— begin —

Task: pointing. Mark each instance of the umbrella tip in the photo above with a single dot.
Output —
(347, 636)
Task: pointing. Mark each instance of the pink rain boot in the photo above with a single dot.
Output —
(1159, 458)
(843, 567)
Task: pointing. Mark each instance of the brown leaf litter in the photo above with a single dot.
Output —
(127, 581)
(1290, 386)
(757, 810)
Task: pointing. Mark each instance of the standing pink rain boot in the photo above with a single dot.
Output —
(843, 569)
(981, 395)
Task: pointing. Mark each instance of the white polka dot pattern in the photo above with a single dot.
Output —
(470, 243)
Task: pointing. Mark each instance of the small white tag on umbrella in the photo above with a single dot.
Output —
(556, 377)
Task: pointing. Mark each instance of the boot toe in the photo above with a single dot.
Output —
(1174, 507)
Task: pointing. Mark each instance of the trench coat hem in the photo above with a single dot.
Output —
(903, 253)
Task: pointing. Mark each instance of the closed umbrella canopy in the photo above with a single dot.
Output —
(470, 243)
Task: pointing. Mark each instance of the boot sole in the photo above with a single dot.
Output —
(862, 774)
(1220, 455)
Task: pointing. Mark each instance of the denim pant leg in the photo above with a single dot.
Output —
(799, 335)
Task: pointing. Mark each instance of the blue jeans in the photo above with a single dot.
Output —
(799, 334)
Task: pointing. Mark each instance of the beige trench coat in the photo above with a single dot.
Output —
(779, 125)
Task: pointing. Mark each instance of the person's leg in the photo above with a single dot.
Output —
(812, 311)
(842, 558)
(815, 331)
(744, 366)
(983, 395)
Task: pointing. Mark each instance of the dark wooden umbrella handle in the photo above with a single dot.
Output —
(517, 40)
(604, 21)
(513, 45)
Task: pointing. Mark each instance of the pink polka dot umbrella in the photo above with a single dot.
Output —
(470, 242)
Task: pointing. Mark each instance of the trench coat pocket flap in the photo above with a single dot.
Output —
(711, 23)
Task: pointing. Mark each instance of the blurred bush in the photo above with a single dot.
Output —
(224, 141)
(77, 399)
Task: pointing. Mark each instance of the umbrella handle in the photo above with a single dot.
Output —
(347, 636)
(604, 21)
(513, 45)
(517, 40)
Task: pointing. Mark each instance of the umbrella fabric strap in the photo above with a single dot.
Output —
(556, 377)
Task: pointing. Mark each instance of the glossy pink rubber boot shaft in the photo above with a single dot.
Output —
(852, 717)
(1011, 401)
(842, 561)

— end —

TO DO: Write out the rows again, starting with the line that contains "Task: pointing. Mark each instance of the dark" and going on through the end of the rows, requests included. Adjust every coordinate in the answers by adding -113 to it.

FULL OUTPUT:
Task: pointing. Mark each instance of the dark wooden umbrella handle in the photo above with a single dot.
Output —
(404, -73)
(491, -92)
(400, -68)
Task: pointing. Mark each instance of the pink polka dot umbrella in the photo above with a single dot.
Output —
(357, 129)
Task: pointing. Mark each instance of the trench coat pocket flap in the photo above with a single dot.
Output —
(598, -90)
Task: pointing. Mark each instance of the blurred bush in the photo above with a single dot.
Output —
(111, 28)
(-36, 286)
Task: pointing. Mark each instance of the umbrella handle in the photo above with a single dot.
Output —
(234, 523)
(491, -92)
(400, -68)
(404, -73)
Task: pointing. Mark each instance of the umbrella fabric strap in the photo above with a single dot.
Output —
(443, 264)
Task: pointing. Mark each instance of the glossy pink rubber boot shaft in the photo above with a single dot.
Output —
(739, 604)
(898, 288)
(729, 448)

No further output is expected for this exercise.